- BRANO SELEZIONATO
Tanto è che ci sono alcuni passaggi da far tremare i polsi. Nello specifico, quello sulla campagna di “educazione pubblica” tesa a fornire un’informazione capillare sui media, sul web e sui social. Se questo non bastasse a convincere i riottosi, allora andrebbe attivato “un sistema di monitoraggio/sorveglianza per acquisire dati sull’esitazione vaccinale con il massimo livello di granularità”.
Lo scopo è proprio quello “di identificare coloro che necessitano di essere incoraggiati verso il percorso vaccinale e di evidenziare eventuali insufficienze nella copertura vaccinale, specialmente con riguardo ai bambini”. Se tutti questi meccanismi da Minority Report non dovessero funzionare e piegare le resistenze dei renitenti alla puntura, allora non si potrà escludere l’obbligatorietà del trattamento in casi di emergenza. Ergo, volente o nolente, sempre all’imposizione si arriva pure dopo aver attivato tutta una serie di strumenti degni di uno Stato etico.
Sabotaggio della Commissione Covid
D’altronde, in questo contesto da damnatio memoriae, non fa eccezione il tortuoso iter che sta portando alla nascita della Commissione d’inchiesta parlamentare sulla gestione pandemica. Su Atlantico Quotidiano, già avevamo dato conto dei timori che la nascente commissione possa arenarsi producendo un nulla di fatto.
Quanto questa apprensione sia fondata lo dimostra il tentativo di eliminare dalle necessarie verifiche da effettuare ogni riferimento all’efficacia del piano vaccinale predisposto e alle modalità di acquisto delle dosi durante la fase emergenziale.
Come riporta La Verità, l’operazione per circoscrivere il campo di azione della Commissione non sarebbe arrivato dall’opposizione ma da settori della maggioranza parlamentare. La promotrice di questa iniziativa sarebbe la leghista Arianna Lazzarini.
Guardano con favore a questa svolta sia ampi settori di Forza Italia sia la componente renziana che, unitamente alla Lega, hanno appoggiato il governo Draghi e l’inscalfibile stagione delle larghissime intese. Naturalmente, se passasse questa linea, l’indagine sarebbe depotenziata sul nascere impedendo qualsiasi approfondimento anche sul delicato tema delle reazioni avverse.
C’è ancora tempo per rimediare perché il voto definitivo in Commissione affari sociali è previsto per la prossima settimana, ma le premesse non sembrano delle migliori se la maggioranza va in ordine sparso o addirittura ostacola il percorso della Commissione.
L’impressione è che sarà arduo vincere le resistenze di quanti non vogliono mettere in discussione l’operato del precedente governo e tutto l’incredibile armamentario di restrizioni a cui sono stati sottoposti i cittadini per spingerli negli hub allestiti dal generale Figliuolo. Altrove, i tabù sanitari sembrano definitamente superati e si indaga a 360 gradi.

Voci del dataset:
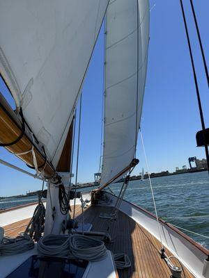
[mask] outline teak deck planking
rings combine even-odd
[[[73,210],[73,207],[72,208]],[[107,247],[113,253],[126,253],[132,263],[132,266],[124,270],[118,270],[121,278],[169,278],[171,271],[165,261],[160,258],[159,250],[160,243],[141,225],[132,218],[119,211],[118,220],[100,218],[101,212],[111,212],[112,208],[102,206],[91,206],[84,211],[84,222],[92,223],[92,231],[107,231],[109,226],[112,243]],[[82,222],[82,208],[76,206],[75,213],[79,223]],[[5,226],[6,234],[16,236],[20,231],[24,231],[29,219],[18,221]],[[166,250],[167,255],[171,252]],[[185,268],[187,278],[194,276]],[[183,274],[182,277],[184,277]]]

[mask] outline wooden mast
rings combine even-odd
[[[24,123],[21,122],[15,113],[0,93],[0,143],[10,152],[25,162],[29,167],[34,167],[34,157],[38,170],[42,172],[45,179],[56,183],[60,177],[56,174],[53,165],[47,159],[44,152],[42,152],[30,138],[29,133],[22,130]],[[21,136],[21,135],[22,136]],[[20,140],[17,140],[20,138]],[[13,142],[14,142],[13,144]]]

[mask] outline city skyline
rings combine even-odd
[[[196,147],[196,133],[201,127],[180,5],[176,1],[168,2],[159,1],[150,12],[148,72],[141,122],[150,172],[161,172],[164,169],[173,171],[177,165],[181,167],[187,164],[187,158],[189,156],[205,157],[204,149]],[[151,1],[150,7],[153,4],[154,1]],[[172,13],[163,12],[168,9],[172,10]],[[206,28],[209,24],[207,15],[209,3],[196,5],[196,9],[203,47],[206,49],[209,48]],[[208,89],[202,74],[203,67],[194,22],[192,17],[189,17],[191,15],[189,4],[185,4],[185,11],[189,18],[188,27],[206,125],[208,126]],[[102,26],[82,90],[82,140],[78,170],[78,180],[81,183],[92,181],[99,166],[103,93],[103,33]],[[208,60],[207,51],[206,55]],[[2,81],[0,81],[0,90],[7,95],[11,104],[11,97]],[[139,163],[133,174],[141,172],[142,167],[146,170],[139,134],[138,137],[136,156],[139,159]],[[0,152],[1,158],[30,171],[24,163],[3,148],[1,148]],[[75,161],[74,166],[75,164]],[[31,190],[41,188],[40,181],[5,166],[0,165],[0,195],[8,195],[11,192],[25,192],[30,187]],[[2,186],[4,184],[6,186]]]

- SCOPO DELL'ESERCIZIO
Trascrivi fedelmente la parte del brano selezionato che si apre con le parole "Guardano con favore" e si chiude con "percorso della Commissione.". I dati riportati costituiscono materiale a sé, distinto dal brano.

- RISULTATO DEL COMPITO
Guardano con favore a questa svolta sia ampi settori di Forza Italia sia la componente renziana che, unitamente alla Lega, hanno appoggiato il governo Draghi e l’inscalfibile stagione delle larghissime intese. Naturalmente, se passasse questa linea, l’indagine sarebbe depotenziata sul nascere impedendo qualsiasi approfondimento anche sul delicato tema delle reazioni avverse.
C’è ancora tempo per rimediare perché il voto definitivo in Commissione affari sociali è previsto per la prossima settimana, ma le premesse non sembrano delle migliori se la maggioranza va in ordine sparso o addirittura ostacola il percorso della Commissione.